(WORK REQUIRED): Please copy word for word the portion of the endoscopy article that begins at the words "27 Jun 2017" and stops after the words "back in 1868.".

27 Jun 2017
Applications panel in Munich looks at ways to improve diagnostic capability of endoscopy.
Multimodal photonics techniques and data analysis methods that yield effective diagnostic information for clinicians look central to achieving the long-held goal of in vivo histopathology, also known as optical biopsies.
Those were among the key messages presented at an applications panel focused on advances in photonics for clinics and hospitals at this week’s LASER World of Photonics trade show in Munich.
Opening the session Maximilian Waldner, a gastrointestinal (GI) tract endoscopy specialist from the medical department at Universitätklinikum Erlangen, said that the majority of endoscopies performed today are little-changed from the very first procedure carried out way back in 1868.
Although conventional white-light endoscopy is useful for diagnosing inflammation, pre-cancerous growths, and tumors, it is also extremely limited, meaning that missed tumors, misidentification of growths, and unnecessary biopsies and treatments are all inevitable.
Pointing out that of the 70,000 new colorectal cancer patients diagnosed in Germany every year, nearly one-third are already at an advanced stage of the disease, he told the applications panel audience that lots of early-stage cancers are missed, with approximately 8 per cent of cancers going undetected.

(SUPPLIED RECORDS):
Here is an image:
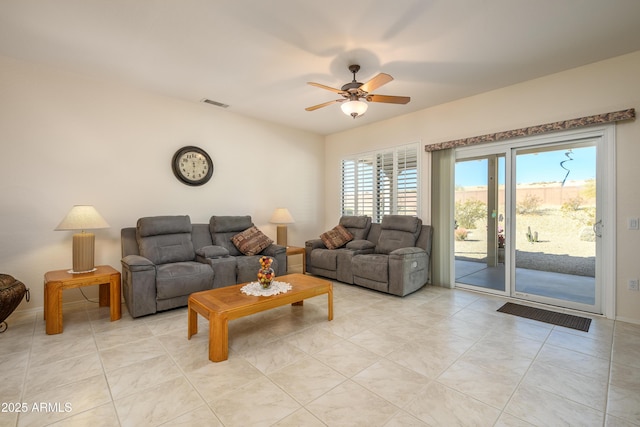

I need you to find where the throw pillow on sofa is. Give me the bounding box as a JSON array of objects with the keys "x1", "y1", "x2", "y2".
[
  {"x1": 320, "y1": 225, "x2": 353, "y2": 249},
  {"x1": 231, "y1": 225, "x2": 273, "y2": 256}
]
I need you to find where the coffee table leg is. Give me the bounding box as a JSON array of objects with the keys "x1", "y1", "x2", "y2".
[
  {"x1": 209, "y1": 313, "x2": 229, "y2": 362},
  {"x1": 187, "y1": 304, "x2": 198, "y2": 339},
  {"x1": 44, "y1": 282, "x2": 62, "y2": 335},
  {"x1": 109, "y1": 273, "x2": 122, "y2": 322}
]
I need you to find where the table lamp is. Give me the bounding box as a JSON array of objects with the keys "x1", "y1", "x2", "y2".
[
  {"x1": 55, "y1": 205, "x2": 109, "y2": 273},
  {"x1": 269, "y1": 208, "x2": 295, "y2": 246}
]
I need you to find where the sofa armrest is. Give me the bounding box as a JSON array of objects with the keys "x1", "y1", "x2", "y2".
[
  {"x1": 389, "y1": 247, "x2": 427, "y2": 257},
  {"x1": 388, "y1": 247, "x2": 429, "y2": 296},
  {"x1": 122, "y1": 255, "x2": 155, "y2": 271},
  {"x1": 304, "y1": 239, "x2": 327, "y2": 253},
  {"x1": 345, "y1": 240, "x2": 376, "y2": 251},
  {"x1": 121, "y1": 255, "x2": 156, "y2": 317},
  {"x1": 196, "y1": 245, "x2": 234, "y2": 258},
  {"x1": 260, "y1": 244, "x2": 287, "y2": 258}
]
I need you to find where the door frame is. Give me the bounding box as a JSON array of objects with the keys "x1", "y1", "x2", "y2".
[{"x1": 450, "y1": 124, "x2": 617, "y2": 319}]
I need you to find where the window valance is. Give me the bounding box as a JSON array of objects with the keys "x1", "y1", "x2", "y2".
[{"x1": 424, "y1": 108, "x2": 636, "y2": 152}]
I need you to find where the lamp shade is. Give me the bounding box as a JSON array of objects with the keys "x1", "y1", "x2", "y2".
[
  {"x1": 340, "y1": 100, "x2": 369, "y2": 119},
  {"x1": 55, "y1": 205, "x2": 109, "y2": 231},
  {"x1": 269, "y1": 208, "x2": 295, "y2": 224}
]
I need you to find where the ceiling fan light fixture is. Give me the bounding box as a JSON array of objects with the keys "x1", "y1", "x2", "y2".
[{"x1": 340, "y1": 100, "x2": 369, "y2": 119}]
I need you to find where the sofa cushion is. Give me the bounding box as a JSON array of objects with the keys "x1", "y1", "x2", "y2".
[
  {"x1": 136, "y1": 215, "x2": 191, "y2": 237},
  {"x1": 339, "y1": 215, "x2": 371, "y2": 240},
  {"x1": 156, "y1": 262, "x2": 213, "y2": 300},
  {"x1": 136, "y1": 216, "x2": 196, "y2": 264},
  {"x1": 196, "y1": 246, "x2": 229, "y2": 258},
  {"x1": 320, "y1": 224, "x2": 353, "y2": 249},
  {"x1": 351, "y1": 254, "x2": 389, "y2": 283},
  {"x1": 310, "y1": 249, "x2": 342, "y2": 271},
  {"x1": 376, "y1": 215, "x2": 422, "y2": 254},
  {"x1": 231, "y1": 226, "x2": 273, "y2": 256},
  {"x1": 209, "y1": 215, "x2": 253, "y2": 256}
]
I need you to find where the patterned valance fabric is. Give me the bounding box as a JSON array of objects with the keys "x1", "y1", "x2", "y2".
[{"x1": 424, "y1": 108, "x2": 636, "y2": 152}]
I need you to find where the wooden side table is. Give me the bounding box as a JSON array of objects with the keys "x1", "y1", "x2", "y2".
[
  {"x1": 44, "y1": 265, "x2": 122, "y2": 335},
  {"x1": 287, "y1": 246, "x2": 307, "y2": 274}
]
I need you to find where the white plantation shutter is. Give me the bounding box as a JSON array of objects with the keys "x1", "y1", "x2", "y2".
[
  {"x1": 396, "y1": 148, "x2": 418, "y2": 216},
  {"x1": 341, "y1": 144, "x2": 420, "y2": 222},
  {"x1": 373, "y1": 151, "x2": 395, "y2": 222}
]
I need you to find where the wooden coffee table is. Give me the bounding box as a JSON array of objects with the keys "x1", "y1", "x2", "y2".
[{"x1": 188, "y1": 274, "x2": 333, "y2": 362}]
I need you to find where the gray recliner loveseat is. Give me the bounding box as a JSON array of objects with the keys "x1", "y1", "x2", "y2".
[
  {"x1": 120, "y1": 215, "x2": 287, "y2": 317},
  {"x1": 305, "y1": 215, "x2": 433, "y2": 296}
]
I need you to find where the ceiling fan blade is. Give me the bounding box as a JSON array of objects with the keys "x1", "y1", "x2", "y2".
[
  {"x1": 305, "y1": 99, "x2": 344, "y2": 111},
  {"x1": 367, "y1": 95, "x2": 411, "y2": 104},
  {"x1": 307, "y1": 82, "x2": 346, "y2": 95},
  {"x1": 360, "y1": 73, "x2": 393, "y2": 92}
]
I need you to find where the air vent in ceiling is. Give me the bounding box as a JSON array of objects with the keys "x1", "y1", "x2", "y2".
[{"x1": 201, "y1": 98, "x2": 229, "y2": 108}]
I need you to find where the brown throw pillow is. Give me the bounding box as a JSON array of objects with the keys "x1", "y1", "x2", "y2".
[
  {"x1": 320, "y1": 225, "x2": 353, "y2": 249},
  {"x1": 231, "y1": 226, "x2": 273, "y2": 256}
]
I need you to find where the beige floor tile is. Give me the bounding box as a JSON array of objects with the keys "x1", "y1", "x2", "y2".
[
  {"x1": 29, "y1": 332, "x2": 96, "y2": 366},
  {"x1": 611, "y1": 328, "x2": 640, "y2": 368},
  {"x1": 283, "y1": 326, "x2": 343, "y2": 354},
  {"x1": 187, "y1": 360, "x2": 263, "y2": 402},
  {"x1": 240, "y1": 340, "x2": 307, "y2": 374},
  {"x1": 404, "y1": 382, "x2": 500, "y2": 426},
  {"x1": 209, "y1": 377, "x2": 301, "y2": 427},
  {"x1": 18, "y1": 375, "x2": 111, "y2": 427},
  {"x1": 162, "y1": 405, "x2": 223, "y2": 427},
  {"x1": 273, "y1": 408, "x2": 325, "y2": 427},
  {"x1": 114, "y1": 377, "x2": 205, "y2": 427},
  {"x1": 100, "y1": 338, "x2": 167, "y2": 372},
  {"x1": 494, "y1": 413, "x2": 535, "y2": 427},
  {"x1": 607, "y1": 363, "x2": 640, "y2": 425},
  {"x1": 523, "y1": 363, "x2": 607, "y2": 412},
  {"x1": 536, "y1": 344, "x2": 610, "y2": 382},
  {"x1": 25, "y1": 353, "x2": 103, "y2": 396},
  {"x1": 51, "y1": 402, "x2": 120, "y2": 427},
  {"x1": 5, "y1": 282, "x2": 640, "y2": 427},
  {"x1": 107, "y1": 355, "x2": 182, "y2": 399},
  {"x1": 438, "y1": 359, "x2": 522, "y2": 409},
  {"x1": 505, "y1": 385, "x2": 604, "y2": 427},
  {"x1": 384, "y1": 411, "x2": 429, "y2": 427},
  {"x1": 313, "y1": 341, "x2": 380, "y2": 378},
  {"x1": 95, "y1": 322, "x2": 153, "y2": 350},
  {"x1": 268, "y1": 357, "x2": 347, "y2": 405},
  {"x1": 547, "y1": 329, "x2": 611, "y2": 360},
  {"x1": 352, "y1": 359, "x2": 429, "y2": 408},
  {"x1": 306, "y1": 380, "x2": 398, "y2": 427}
]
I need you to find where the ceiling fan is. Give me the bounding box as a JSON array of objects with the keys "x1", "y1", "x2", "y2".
[{"x1": 305, "y1": 64, "x2": 411, "y2": 119}]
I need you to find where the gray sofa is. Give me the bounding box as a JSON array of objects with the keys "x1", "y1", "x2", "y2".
[
  {"x1": 120, "y1": 215, "x2": 287, "y2": 317},
  {"x1": 305, "y1": 215, "x2": 433, "y2": 296}
]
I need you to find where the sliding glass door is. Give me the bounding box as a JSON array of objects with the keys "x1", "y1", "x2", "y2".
[
  {"x1": 454, "y1": 154, "x2": 506, "y2": 292},
  {"x1": 512, "y1": 140, "x2": 599, "y2": 311},
  {"x1": 453, "y1": 127, "x2": 613, "y2": 313}
]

(EXERCISE SOLUTION):
27 Jun 2017
Applications panel in Munich looks at ways to improve diagnostic capability of endoscopy.
Multimodal photonics techniques and data analysis methods that yield effective diagnostic information for clinicians look central to achieving the long-held goal of in vivo histopathology, also known as optical biopsies.
Those were among the key messages presented at an applications panel focused on advances in photonics for clinics and hospitals at this week’s LASER World of Photonics trade show in Munich.
Opening the session Maximilian Waldner, a gastrointestinal (GI) tract endoscopy specialist from the medical department at Universitätklinikum Erlangen, said that the majority of endoscopies performed today are little-changed from the very first procedure carried out way back in 1868.